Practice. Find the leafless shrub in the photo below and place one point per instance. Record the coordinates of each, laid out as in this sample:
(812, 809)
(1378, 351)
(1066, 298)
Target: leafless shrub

▶ **INSTRUCTION**
Put every line of the data above into a numbered list, leaving out any blank lines.

▶ **OUTPUT OF THE EXERCISE**
1. Practice. Find the leafless shrub in the photo below and place one point per instance. Record the coordinates of each, laid out as in this sample:
2. (812, 809)
3. (1378, 351)
4. (1066, 298)
5. Target: leafless shrub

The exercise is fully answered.